** Extracted text **
[start]
When selecting a topic for a blog I generally pick one that entails some controversy. This time I select a topic that is generally accepted and attempt to challenge it to create the controversy. I believe very much that OT security is about learning, and that learning requires to continuously challenging the new knowledge we acquire. So this blog is not about trying to know better, or trying to refute a well founded theorem, but simply by applying some knowledge and ratio to investigate the feasibility of other options. In this case, is a one stage ICS attack feasible?
Five years ago Michael Assante and Robert Lee wrote an excellent paper called “The Industrial Control System Cyber Kill Chain“. I think the readers of this blog should carefully study this document, the paper provides a very good structure on how threat actors approach attacks on industrial control systems (ICS). The core message of the paper is that attacks on ICS, with the objective to damage production equipment, are two stage attacks.
The authors describe a first stage where the threat actor team collects information by penetrating the ICS and establishing a persistent connection, this is called in the paper the “Management and Enablement Phase“. This phase is followed by the “Sustainment, Entrenchment, Development, and Execution” phase, the phase where the threat actor captures additional information and prepares for the attack on the industrial control system (ICS).
Both phases are part of the first attack stage. The information collected in stage 1 is used to prepare the second stage in the kill chain. The second stage conducts the attack on the process installation to cause a specific failure mode (“the damage of the production system”). Typically there is considerable time between the first stage and the second stage, time used for the development of the second stage.
I assume that the rational of the authors for suggesting two stages is that each plant is unique, and as such each ICS configuration is unique, so to damage the process installation we need to know its unique configuration in detail before we can strike.
Seems like fair reasoning and the history of ICS attacks supports the theorem of two stage attacks.
- Stuxnet required the threat actor team to collect information on: which variable speed drives were used to cause the necessary speed variations causing the excessive wear in the centrifuge bearings. The threat actor team also needed information on which process tags were configured in the Siemens control system to hide these speed variations from the process operator, and the threat actors required a copy of the PLC program code so they could modify it to execute the speed variations. The form of Stuxnet’s stage 1 differs probably very much from the ICS kill chain stage 1 scenario in general (Probably partially a non electronic old fashioned espionage activity), but this isn’t important. There is a stage 1 collecting information, and a stage 2 that “finishes” the job. So high level it matches the ICS kill chain pattern described in the paper.
[end]
** Task details **
From the post on two-stage ICS attacks, list every piece of information that the Stuxnet threat actor team needed to collect or obtain.

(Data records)
[start]
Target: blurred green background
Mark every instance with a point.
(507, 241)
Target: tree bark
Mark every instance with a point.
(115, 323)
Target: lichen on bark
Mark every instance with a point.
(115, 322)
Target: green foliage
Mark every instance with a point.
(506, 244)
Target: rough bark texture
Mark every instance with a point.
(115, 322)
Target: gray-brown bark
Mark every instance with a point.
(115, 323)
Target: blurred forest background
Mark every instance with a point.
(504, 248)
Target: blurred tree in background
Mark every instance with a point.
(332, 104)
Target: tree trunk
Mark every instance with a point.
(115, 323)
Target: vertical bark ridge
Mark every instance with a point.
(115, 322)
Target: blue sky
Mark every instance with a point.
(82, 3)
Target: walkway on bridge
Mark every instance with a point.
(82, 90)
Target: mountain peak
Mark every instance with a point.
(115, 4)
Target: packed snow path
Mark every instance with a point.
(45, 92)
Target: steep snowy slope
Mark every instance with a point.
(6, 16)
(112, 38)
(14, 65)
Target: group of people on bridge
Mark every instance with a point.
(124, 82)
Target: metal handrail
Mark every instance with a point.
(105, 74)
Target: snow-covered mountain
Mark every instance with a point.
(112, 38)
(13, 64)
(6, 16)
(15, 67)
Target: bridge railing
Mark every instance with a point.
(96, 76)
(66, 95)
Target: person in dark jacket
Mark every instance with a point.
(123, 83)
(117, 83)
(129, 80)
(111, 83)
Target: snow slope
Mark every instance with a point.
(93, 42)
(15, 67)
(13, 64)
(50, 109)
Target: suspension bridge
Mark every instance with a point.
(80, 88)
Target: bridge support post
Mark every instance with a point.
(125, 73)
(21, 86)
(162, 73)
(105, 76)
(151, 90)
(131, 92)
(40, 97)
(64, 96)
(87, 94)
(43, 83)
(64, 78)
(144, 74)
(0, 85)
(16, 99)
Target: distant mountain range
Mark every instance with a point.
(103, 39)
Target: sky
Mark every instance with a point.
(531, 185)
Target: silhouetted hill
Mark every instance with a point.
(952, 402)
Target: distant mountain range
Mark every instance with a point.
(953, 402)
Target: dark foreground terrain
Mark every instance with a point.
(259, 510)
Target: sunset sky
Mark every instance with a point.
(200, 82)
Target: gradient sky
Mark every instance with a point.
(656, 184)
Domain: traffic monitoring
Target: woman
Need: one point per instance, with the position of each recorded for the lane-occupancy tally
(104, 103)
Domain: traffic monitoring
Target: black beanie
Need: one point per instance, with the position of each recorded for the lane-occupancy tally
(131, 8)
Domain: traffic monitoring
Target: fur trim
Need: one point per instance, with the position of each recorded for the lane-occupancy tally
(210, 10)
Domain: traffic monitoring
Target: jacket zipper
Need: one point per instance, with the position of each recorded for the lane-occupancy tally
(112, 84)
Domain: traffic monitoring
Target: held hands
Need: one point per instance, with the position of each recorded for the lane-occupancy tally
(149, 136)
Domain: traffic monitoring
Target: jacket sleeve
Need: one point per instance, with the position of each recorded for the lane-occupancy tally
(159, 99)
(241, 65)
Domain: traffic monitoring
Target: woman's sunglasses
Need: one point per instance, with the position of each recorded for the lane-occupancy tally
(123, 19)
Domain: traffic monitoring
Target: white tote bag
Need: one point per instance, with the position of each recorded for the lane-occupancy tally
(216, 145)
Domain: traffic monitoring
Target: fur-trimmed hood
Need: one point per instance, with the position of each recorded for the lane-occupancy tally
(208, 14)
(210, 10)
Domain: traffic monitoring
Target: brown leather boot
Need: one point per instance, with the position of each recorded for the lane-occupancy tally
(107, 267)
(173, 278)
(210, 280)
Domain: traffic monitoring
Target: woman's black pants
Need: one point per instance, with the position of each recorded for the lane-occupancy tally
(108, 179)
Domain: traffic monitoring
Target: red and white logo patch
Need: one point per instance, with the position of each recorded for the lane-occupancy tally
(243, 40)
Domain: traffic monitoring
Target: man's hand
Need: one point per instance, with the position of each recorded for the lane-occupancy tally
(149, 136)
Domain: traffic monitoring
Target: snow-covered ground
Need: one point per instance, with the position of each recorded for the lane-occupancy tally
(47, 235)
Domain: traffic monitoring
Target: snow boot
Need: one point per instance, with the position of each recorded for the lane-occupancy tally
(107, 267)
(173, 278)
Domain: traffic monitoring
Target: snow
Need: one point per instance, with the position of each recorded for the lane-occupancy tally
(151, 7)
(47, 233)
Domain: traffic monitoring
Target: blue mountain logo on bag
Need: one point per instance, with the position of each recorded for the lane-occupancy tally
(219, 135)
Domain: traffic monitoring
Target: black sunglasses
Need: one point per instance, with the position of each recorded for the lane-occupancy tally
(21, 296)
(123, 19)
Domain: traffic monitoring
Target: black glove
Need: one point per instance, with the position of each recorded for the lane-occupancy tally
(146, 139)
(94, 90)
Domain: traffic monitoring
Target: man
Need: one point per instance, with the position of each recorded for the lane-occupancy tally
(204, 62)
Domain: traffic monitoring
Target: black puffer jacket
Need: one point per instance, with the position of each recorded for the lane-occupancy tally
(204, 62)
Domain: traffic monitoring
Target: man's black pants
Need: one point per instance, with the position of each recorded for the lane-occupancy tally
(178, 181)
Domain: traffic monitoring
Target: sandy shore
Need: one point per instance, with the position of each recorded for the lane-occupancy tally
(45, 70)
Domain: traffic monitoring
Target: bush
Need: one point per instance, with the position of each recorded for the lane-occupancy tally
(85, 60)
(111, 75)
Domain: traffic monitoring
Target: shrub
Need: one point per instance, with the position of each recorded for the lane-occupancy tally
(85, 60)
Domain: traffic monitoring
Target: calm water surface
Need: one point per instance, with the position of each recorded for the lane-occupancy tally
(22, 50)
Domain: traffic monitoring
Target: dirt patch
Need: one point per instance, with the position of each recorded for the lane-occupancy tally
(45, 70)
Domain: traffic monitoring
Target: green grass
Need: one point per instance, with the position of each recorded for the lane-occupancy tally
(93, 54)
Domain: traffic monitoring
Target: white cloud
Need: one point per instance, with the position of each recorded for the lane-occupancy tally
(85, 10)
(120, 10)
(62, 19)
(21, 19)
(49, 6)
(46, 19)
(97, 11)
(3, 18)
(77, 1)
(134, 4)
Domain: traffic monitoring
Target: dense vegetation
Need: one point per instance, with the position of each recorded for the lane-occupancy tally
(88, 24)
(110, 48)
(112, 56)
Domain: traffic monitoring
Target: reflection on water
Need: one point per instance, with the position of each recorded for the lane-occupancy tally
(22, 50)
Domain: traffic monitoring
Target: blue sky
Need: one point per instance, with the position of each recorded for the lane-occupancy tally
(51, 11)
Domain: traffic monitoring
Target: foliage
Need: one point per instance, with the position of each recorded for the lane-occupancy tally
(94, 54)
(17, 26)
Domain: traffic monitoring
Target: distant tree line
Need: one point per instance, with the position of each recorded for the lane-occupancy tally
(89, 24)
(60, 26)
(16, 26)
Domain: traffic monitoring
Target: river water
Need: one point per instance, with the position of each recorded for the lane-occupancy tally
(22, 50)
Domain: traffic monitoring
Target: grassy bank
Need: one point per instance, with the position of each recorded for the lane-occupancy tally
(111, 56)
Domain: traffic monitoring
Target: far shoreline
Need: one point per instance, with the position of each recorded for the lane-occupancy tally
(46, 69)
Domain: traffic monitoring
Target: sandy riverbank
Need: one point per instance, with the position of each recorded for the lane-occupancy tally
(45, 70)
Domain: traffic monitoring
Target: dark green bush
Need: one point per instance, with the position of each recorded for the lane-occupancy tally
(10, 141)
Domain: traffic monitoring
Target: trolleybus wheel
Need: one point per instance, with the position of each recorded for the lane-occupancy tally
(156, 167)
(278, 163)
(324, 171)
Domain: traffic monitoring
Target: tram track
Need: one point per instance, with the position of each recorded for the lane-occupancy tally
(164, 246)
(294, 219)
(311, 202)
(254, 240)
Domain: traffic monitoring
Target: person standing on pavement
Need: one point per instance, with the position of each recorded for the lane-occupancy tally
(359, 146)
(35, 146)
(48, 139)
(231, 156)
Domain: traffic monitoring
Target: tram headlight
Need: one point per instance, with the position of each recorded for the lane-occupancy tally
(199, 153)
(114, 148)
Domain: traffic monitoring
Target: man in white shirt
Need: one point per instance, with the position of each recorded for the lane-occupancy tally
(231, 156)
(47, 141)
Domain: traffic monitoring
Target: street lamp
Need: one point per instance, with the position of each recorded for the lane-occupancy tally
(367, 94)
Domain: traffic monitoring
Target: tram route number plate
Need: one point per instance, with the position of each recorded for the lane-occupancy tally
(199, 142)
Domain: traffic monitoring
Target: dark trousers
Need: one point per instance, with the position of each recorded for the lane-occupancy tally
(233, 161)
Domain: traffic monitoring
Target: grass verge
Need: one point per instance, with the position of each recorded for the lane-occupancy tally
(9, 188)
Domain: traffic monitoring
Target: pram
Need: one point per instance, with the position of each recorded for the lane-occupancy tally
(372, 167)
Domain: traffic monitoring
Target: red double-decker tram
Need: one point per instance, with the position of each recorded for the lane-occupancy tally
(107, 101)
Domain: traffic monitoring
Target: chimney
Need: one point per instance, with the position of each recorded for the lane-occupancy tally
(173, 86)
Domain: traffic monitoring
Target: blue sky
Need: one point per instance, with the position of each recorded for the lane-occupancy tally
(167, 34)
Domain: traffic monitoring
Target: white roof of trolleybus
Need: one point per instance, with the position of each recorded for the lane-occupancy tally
[end]
** Result **
- Which variable speed drives were used to cause the necessary speed variations that led to excessive wear in the centrifuge bearings
- Which process tags were configured in the Siemens control system to hide these speed variations from the process operator
- A copy of the PLC program code, so that it could be modified to execute the speed variations